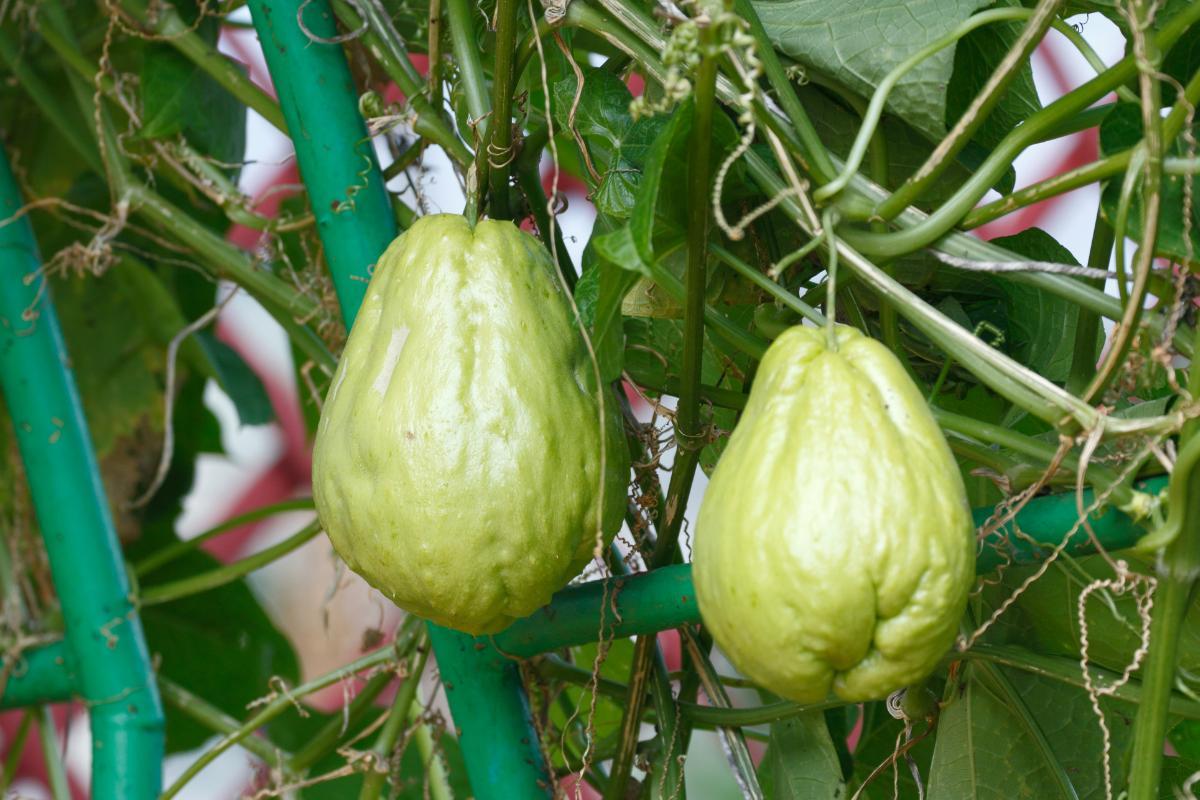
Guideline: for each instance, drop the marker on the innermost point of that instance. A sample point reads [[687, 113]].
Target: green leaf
[[1050, 609], [906, 146], [659, 216], [985, 751], [858, 42], [801, 761], [1176, 771], [179, 97], [601, 115], [618, 186], [599, 294], [185, 635], [1041, 330], [293, 732], [1066, 717], [239, 382], [876, 745], [1120, 131], [976, 58]]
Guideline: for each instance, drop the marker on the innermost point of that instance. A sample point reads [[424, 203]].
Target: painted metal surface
[[355, 224], [103, 631]]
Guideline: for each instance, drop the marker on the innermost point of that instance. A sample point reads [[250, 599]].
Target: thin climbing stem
[[1177, 569], [465, 41], [875, 108], [16, 747], [376, 780], [499, 148], [976, 114], [52, 755], [689, 432], [167, 25], [281, 701], [1087, 325], [217, 721], [937, 223], [385, 44], [175, 549], [228, 572]]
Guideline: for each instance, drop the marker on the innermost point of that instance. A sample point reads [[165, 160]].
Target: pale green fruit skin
[[834, 545], [457, 458]]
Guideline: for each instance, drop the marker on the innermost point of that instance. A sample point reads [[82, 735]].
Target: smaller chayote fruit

★ ★ ★ ★ ★

> [What you need to do]:
Retype the lines of the listing from the line containing "reads [[250, 599]]." through the line containing "549], [228, 572]]", inclusive, and nothing else.

> [Exercise answer]:
Guideline: for each instance, drop the marker on the innermost point of that instance. A sample point reads [[250, 599]].
Target: thin climbing stem
[[1177, 569], [465, 41], [875, 108], [16, 747], [376, 780], [499, 148], [976, 114], [52, 755], [689, 432], [167, 25], [281, 701], [1087, 325], [217, 721], [937, 223], [385, 44], [175, 549], [228, 572]]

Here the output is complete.